══ Information
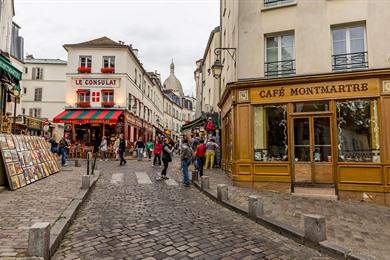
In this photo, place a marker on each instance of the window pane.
(358, 131)
(270, 133)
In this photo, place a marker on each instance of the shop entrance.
(312, 150)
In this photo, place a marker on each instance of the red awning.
(88, 116)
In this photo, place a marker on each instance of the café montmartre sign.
(97, 83)
(330, 90)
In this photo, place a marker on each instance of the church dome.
(172, 83)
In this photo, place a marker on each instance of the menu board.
(26, 159)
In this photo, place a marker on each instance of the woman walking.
(166, 157)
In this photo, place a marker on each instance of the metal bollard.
(39, 240)
(255, 206)
(314, 227)
(205, 183)
(222, 192)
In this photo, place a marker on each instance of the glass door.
(312, 150)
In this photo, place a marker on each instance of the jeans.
(157, 159)
(63, 156)
(210, 155)
(199, 164)
(164, 171)
(185, 164)
(140, 153)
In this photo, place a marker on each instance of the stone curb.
(286, 230)
(61, 226)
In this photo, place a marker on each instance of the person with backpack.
(200, 156)
(166, 157)
(186, 155)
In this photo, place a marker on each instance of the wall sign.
(97, 83)
(328, 90)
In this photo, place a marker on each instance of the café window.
(358, 131)
(83, 96)
(86, 61)
(108, 62)
(107, 95)
(270, 133)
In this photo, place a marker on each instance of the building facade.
(109, 93)
(307, 105)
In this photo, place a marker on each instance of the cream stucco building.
════
- Work required
The expected output is the exact run of lines from the line with "the wall sign." through the last line of the material above.

- Task response
In this photo, place a marker on each instance of the wall sign.
(97, 83)
(328, 90)
In this photo, place a marker on each instance of the café window.
(358, 131)
(83, 96)
(86, 61)
(108, 62)
(107, 95)
(270, 133)
In this photo, place a marker on each instance of the building facade.
(109, 93)
(307, 105)
In this photo, place a marker on each instance of the cream stucco building.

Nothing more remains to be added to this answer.